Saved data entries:

--- START ---

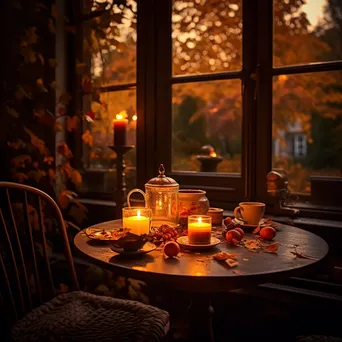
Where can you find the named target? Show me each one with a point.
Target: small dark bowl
(131, 242)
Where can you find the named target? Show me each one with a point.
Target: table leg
(200, 323)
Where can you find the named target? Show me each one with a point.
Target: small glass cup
(138, 220)
(199, 229)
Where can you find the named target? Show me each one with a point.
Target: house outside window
(236, 75)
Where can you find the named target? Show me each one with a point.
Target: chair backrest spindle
(19, 266)
(20, 251)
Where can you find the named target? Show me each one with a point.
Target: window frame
(266, 72)
(154, 104)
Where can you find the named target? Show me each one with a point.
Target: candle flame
(121, 115)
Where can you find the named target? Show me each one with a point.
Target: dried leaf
(224, 256)
(231, 262)
(238, 272)
(256, 230)
(251, 244)
(273, 248)
(235, 242)
(302, 256)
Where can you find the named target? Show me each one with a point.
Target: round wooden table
(199, 274)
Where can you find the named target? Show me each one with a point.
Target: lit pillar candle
(137, 224)
(120, 130)
(199, 229)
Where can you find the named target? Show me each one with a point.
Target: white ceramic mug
(250, 212)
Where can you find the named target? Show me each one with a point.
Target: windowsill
(302, 221)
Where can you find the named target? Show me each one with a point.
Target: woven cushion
(81, 316)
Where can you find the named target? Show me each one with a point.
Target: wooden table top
(196, 271)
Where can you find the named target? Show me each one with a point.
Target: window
(250, 86)
(109, 89)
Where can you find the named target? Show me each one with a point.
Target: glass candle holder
(199, 229)
(138, 220)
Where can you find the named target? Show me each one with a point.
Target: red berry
(267, 233)
(233, 235)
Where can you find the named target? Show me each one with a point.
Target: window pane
(98, 135)
(307, 126)
(307, 31)
(110, 44)
(207, 36)
(207, 113)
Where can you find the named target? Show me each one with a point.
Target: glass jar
(161, 196)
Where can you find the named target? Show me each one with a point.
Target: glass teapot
(161, 196)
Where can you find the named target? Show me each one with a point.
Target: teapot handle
(131, 192)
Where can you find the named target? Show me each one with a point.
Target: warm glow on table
(199, 231)
(138, 224)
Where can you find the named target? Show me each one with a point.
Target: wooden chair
(27, 292)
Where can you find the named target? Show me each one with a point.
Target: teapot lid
(162, 180)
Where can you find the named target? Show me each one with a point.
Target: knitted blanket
(81, 316)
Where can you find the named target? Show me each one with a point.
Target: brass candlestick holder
(121, 187)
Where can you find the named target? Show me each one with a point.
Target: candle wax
(120, 132)
(138, 224)
(199, 233)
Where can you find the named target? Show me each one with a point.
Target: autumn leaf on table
(224, 256)
(252, 245)
(19, 177)
(272, 248)
(231, 263)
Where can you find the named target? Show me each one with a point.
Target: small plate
(184, 242)
(147, 248)
(105, 234)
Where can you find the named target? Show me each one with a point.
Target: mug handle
(133, 191)
(237, 213)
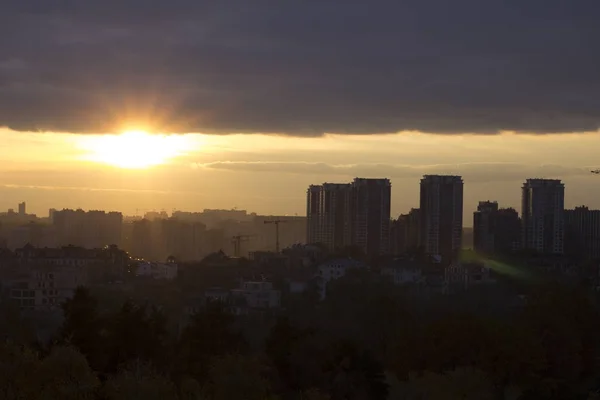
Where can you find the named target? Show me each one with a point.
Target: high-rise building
(582, 233)
(484, 226)
(93, 229)
(356, 213)
(495, 230)
(370, 215)
(328, 214)
(404, 233)
(441, 215)
(507, 231)
(542, 213)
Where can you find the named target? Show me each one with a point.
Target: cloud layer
(472, 172)
(300, 68)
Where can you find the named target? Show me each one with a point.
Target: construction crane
(276, 222)
(237, 242)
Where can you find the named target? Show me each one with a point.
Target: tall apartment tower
(328, 207)
(582, 233)
(344, 214)
(543, 203)
(441, 208)
(404, 233)
(370, 215)
(484, 226)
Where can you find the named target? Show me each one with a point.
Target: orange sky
(269, 174)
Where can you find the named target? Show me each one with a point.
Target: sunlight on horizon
(134, 149)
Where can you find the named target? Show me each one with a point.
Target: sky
(247, 103)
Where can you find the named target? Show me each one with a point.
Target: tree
(137, 334)
(237, 377)
(82, 327)
(139, 381)
(458, 384)
(18, 366)
(209, 334)
(65, 374)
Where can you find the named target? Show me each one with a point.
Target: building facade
(582, 233)
(441, 209)
(405, 233)
(350, 214)
(542, 213)
(484, 226)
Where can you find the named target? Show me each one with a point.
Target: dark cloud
(301, 68)
(471, 172)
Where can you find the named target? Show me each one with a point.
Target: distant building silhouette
(484, 226)
(370, 215)
(344, 214)
(543, 215)
(441, 215)
(22, 208)
(92, 229)
(328, 210)
(405, 232)
(507, 231)
(582, 233)
(495, 230)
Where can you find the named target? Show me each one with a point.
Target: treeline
(362, 342)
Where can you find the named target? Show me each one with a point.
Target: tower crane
(237, 242)
(276, 222)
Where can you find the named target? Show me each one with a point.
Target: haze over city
(299, 200)
(263, 108)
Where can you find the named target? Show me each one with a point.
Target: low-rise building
(156, 270)
(402, 272)
(44, 288)
(334, 269)
(258, 295)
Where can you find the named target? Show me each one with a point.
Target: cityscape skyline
(470, 204)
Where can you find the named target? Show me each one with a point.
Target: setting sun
(134, 149)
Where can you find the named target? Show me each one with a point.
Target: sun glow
(134, 149)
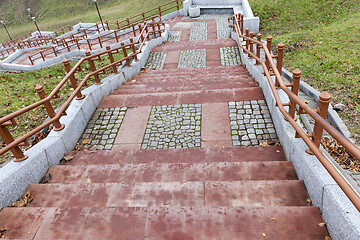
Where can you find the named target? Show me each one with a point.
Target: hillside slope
(53, 15)
(321, 39)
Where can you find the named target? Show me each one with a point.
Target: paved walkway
(177, 155)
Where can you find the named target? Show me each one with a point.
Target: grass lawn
(322, 40)
(53, 15)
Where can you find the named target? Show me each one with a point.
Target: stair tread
(193, 155)
(163, 223)
(173, 172)
(185, 97)
(200, 193)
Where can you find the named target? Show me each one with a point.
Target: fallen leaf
(46, 179)
(24, 200)
(2, 230)
(322, 224)
(68, 158)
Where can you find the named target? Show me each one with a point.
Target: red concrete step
(241, 69)
(173, 172)
(192, 155)
(190, 45)
(168, 98)
(157, 194)
(165, 223)
(177, 87)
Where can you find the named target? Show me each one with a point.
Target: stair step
(187, 97)
(191, 155)
(150, 194)
(151, 88)
(201, 223)
(173, 172)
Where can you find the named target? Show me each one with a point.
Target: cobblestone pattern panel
(221, 23)
(156, 61)
(175, 36)
(198, 31)
(230, 56)
(192, 58)
(173, 126)
(251, 123)
(102, 129)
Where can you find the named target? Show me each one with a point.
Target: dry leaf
(46, 179)
(68, 158)
(322, 224)
(24, 200)
(2, 230)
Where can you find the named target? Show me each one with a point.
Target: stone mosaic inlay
(156, 61)
(230, 56)
(251, 123)
(175, 36)
(173, 126)
(102, 129)
(192, 58)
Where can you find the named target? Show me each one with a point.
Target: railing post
(247, 41)
(32, 62)
(268, 44)
(116, 36)
(140, 32)
(258, 47)
(89, 44)
(111, 58)
(93, 68)
(133, 48)
(73, 80)
(324, 101)
(49, 109)
(7, 138)
(159, 7)
(280, 58)
(295, 89)
(100, 42)
(251, 44)
(54, 50)
(125, 54)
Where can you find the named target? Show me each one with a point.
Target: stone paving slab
(230, 56)
(156, 61)
(102, 128)
(215, 131)
(173, 126)
(192, 58)
(251, 123)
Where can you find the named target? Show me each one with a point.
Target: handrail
(15, 143)
(238, 25)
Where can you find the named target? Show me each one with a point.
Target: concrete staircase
(230, 193)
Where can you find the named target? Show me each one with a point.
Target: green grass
(53, 15)
(322, 40)
(17, 91)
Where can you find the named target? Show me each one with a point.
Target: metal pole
(99, 14)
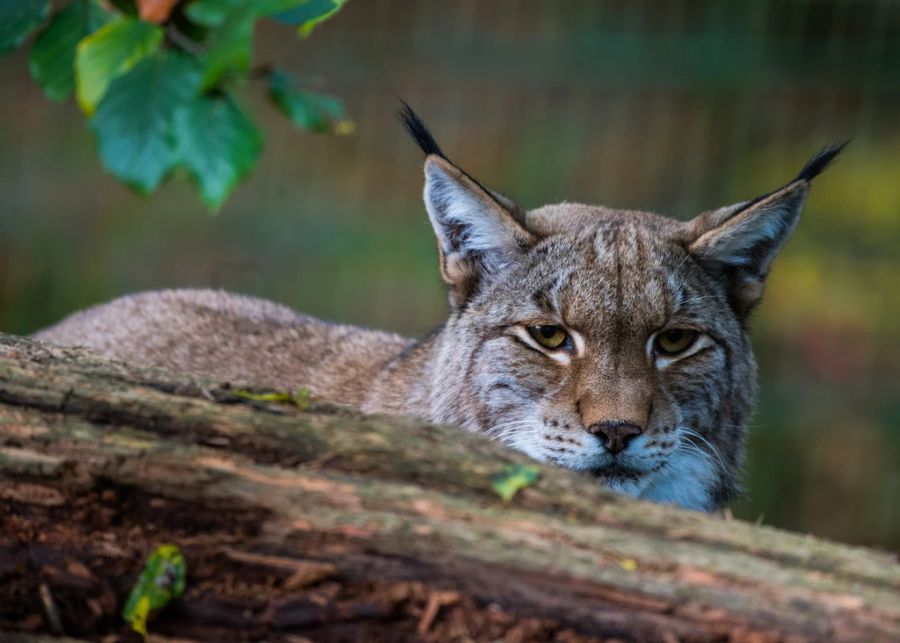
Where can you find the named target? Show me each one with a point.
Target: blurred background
(674, 107)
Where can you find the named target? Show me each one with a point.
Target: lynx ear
(739, 242)
(477, 236)
(478, 231)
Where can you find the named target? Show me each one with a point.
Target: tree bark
(321, 522)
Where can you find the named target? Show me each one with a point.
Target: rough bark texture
(324, 524)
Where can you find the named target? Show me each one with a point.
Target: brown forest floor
(225, 600)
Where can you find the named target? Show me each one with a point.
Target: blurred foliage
(675, 107)
(155, 77)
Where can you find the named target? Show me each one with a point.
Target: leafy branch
(155, 78)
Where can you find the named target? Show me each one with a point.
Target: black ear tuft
(417, 129)
(823, 158)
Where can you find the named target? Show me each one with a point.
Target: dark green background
(675, 107)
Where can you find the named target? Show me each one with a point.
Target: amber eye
(548, 336)
(675, 340)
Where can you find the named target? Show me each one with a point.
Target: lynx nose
(616, 435)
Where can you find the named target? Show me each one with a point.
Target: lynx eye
(675, 340)
(548, 336)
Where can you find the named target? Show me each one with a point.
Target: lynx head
(606, 341)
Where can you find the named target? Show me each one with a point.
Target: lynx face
(609, 342)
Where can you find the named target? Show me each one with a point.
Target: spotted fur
(611, 279)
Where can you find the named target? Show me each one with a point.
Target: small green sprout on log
(161, 581)
(514, 477)
(301, 399)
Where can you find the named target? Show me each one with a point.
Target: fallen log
(322, 523)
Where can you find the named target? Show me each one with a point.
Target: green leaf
(307, 109)
(18, 18)
(162, 580)
(230, 47)
(212, 13)
(109, 53)
(309, 14)
(301, 399)
(52, 60)
(134, 120)
(513, 478)
(217, 143)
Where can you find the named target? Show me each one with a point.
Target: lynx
(610, 342)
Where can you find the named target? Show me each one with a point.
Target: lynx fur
(614, 287)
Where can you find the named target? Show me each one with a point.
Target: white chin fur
(685, 481)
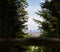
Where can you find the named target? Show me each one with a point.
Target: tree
(51, 14)
(12, 18)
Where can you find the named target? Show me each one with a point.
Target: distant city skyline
(34, 6)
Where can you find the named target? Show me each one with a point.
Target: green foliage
(12, 18)
(51, 26)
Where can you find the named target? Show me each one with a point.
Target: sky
(34, 6)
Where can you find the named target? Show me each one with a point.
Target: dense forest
(13, 15)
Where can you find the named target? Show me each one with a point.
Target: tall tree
(51, 14)
(12, 18)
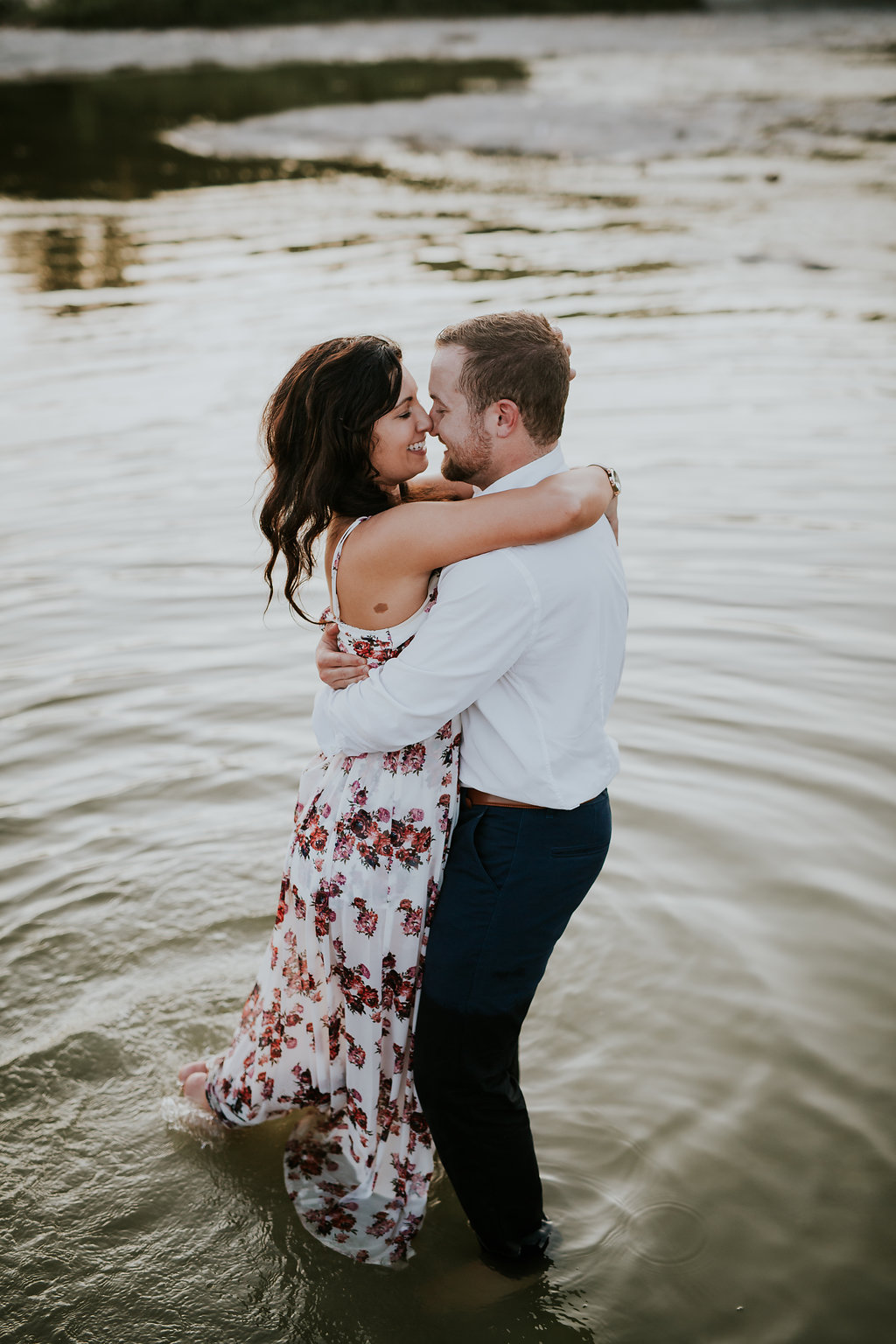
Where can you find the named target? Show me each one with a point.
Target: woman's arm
(421, 538)
(437, 488)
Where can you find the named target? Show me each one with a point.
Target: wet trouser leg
(514, 879)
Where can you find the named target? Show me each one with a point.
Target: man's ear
(507, 416)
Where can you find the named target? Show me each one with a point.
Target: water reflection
(87, 253)
(97, 137)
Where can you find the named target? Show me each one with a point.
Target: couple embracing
(458, 812)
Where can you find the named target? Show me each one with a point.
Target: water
(710, 1060)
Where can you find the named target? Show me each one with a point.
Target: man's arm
(480, 626)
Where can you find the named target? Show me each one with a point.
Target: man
(528, 642)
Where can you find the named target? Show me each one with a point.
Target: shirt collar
(534, 472)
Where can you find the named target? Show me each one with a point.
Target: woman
(329, 1020)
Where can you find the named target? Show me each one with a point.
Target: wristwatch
(612, 476)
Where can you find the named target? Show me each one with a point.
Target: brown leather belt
(476, 799)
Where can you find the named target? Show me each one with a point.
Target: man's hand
(338, 669)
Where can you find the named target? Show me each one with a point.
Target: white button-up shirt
(528, 642)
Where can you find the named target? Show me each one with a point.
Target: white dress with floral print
(329, 1022)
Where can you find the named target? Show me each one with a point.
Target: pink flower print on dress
(344, 962)
(367, 920)
(413, 759)
(413, 920)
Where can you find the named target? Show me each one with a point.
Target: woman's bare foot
(195, 1068)
(192, 1081)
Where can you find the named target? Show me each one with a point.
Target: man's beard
(471, 458)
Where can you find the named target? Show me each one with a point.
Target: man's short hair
(519, 358)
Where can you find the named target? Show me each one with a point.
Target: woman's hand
(338, 669)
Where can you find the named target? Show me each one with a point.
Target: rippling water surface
(710, 1060)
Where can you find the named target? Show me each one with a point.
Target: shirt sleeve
(482, 620)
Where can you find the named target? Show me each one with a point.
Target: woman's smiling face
(398, 449)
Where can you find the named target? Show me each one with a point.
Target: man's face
(468, 449)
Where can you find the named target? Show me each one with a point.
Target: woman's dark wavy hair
(318, 429)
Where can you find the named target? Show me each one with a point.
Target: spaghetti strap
(336, 559)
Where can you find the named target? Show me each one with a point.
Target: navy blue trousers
(514, 878)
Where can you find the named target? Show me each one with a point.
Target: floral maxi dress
(329, 1022)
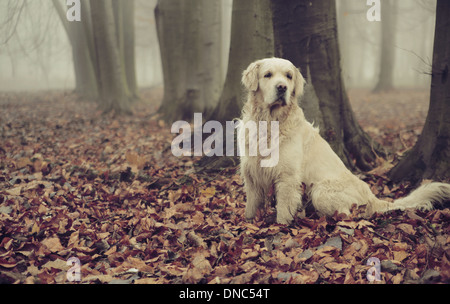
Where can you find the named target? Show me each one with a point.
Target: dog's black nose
(281, 88)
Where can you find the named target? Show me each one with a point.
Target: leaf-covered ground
(106, 190)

--- END ---

What you will do: Return exactly the lines from the one containing "Target: man's short hair" through the end of the records, leaving out every picture.

The completed task:
Target: man's short hair
(519, 358)
Where can you find the named target? Show me each one with a point.
Target: woman's hand
(338, 669)
Where can you find the named target? Show me each one with a point.
Target: rippling water surface
(710, 1060)
Where can you find the named target? Show me each one with a point.
Target: shirt sleeve
(482, 620)
Where can you find the named target? Show me each one with a point.
Target: woman's smiling face
(398, 449)
Where can you find the named target? Show me each one with a point.
Target: man's face
(468, 449)
Where can you find the named target? Show me each one with a point.
Target: woman's dark wavy hair
(318, 429)
Where can you find the named target? Show me each one with a point.
Target: spaghetti strap
(336, 559)
Where can you find the named target? Show me each one with a point.
Target: navy blue trousers
(514, 878)
Where can you find the named target? Show me each one with a point.
Target: floral maxi dress
(329, 1022)
Where can you find the named target? Show me each one with a point.
Target: dog's black nose
(281, 88)
Where can you find the named target? Show me each one with a point.
Target: leaf-covered ground
(106, 190)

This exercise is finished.